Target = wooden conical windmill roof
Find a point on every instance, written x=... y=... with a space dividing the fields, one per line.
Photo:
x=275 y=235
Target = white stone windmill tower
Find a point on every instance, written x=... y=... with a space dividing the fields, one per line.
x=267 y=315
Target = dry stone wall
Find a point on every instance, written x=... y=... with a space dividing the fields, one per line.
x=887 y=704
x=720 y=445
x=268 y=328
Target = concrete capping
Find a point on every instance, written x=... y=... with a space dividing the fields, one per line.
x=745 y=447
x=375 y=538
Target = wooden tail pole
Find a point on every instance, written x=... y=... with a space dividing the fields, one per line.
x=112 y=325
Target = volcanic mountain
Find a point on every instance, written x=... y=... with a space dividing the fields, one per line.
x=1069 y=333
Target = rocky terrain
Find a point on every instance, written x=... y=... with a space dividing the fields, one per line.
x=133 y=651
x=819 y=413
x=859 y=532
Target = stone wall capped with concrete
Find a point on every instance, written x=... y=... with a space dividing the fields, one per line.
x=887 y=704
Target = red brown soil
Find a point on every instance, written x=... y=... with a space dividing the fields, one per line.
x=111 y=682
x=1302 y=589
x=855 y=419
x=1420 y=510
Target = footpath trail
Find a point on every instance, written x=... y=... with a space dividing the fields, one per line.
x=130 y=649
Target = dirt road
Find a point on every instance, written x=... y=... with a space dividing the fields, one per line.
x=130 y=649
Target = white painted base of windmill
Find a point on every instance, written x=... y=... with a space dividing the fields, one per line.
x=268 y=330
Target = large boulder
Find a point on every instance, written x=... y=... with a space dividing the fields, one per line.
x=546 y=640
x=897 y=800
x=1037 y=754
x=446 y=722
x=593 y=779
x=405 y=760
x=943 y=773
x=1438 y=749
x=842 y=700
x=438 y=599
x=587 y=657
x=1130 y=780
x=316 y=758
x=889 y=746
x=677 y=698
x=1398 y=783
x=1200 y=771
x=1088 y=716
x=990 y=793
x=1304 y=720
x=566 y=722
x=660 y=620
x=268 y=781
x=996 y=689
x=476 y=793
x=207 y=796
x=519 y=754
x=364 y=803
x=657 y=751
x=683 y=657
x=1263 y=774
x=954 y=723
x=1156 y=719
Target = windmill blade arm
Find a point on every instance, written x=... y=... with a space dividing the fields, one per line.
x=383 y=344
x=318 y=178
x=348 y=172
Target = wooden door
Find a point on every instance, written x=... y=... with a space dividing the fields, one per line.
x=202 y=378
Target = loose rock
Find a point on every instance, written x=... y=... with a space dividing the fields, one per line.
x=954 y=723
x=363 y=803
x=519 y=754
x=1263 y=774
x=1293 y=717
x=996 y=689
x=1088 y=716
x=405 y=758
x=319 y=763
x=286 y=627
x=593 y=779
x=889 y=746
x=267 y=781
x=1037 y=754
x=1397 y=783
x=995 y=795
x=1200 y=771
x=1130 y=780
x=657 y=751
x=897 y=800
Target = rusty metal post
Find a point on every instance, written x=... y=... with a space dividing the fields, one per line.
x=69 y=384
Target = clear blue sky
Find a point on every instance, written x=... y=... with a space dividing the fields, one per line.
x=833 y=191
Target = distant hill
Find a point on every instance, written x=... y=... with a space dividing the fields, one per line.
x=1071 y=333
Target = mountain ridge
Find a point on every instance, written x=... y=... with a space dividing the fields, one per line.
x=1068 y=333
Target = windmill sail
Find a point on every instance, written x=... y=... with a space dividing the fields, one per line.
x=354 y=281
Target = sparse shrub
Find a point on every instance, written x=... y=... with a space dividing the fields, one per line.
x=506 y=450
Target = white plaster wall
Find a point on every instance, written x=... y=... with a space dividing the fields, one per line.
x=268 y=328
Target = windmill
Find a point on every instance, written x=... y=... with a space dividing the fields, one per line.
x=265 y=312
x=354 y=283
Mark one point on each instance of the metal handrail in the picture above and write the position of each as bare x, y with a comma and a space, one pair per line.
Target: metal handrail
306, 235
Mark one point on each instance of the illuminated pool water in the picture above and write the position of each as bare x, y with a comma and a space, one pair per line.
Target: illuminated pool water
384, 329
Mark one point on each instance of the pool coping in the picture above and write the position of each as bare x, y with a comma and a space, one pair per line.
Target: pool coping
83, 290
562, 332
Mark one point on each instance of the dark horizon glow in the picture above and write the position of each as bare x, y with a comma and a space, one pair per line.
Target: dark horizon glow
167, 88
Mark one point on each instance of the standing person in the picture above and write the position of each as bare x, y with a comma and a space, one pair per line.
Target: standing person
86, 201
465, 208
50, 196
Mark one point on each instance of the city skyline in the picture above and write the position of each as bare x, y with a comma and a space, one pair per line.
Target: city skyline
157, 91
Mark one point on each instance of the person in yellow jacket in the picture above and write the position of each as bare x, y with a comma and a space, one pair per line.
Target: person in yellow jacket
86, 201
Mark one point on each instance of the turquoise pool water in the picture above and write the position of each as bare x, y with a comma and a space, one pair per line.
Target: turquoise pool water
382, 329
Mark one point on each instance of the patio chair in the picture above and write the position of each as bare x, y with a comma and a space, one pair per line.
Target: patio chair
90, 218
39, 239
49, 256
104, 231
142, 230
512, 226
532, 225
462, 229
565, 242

###

▸ **Exercise**: Please determine how many lines in the entries contain the word "mountain" and reply with that figure alone.

▸ **Solution for this exercise**: 2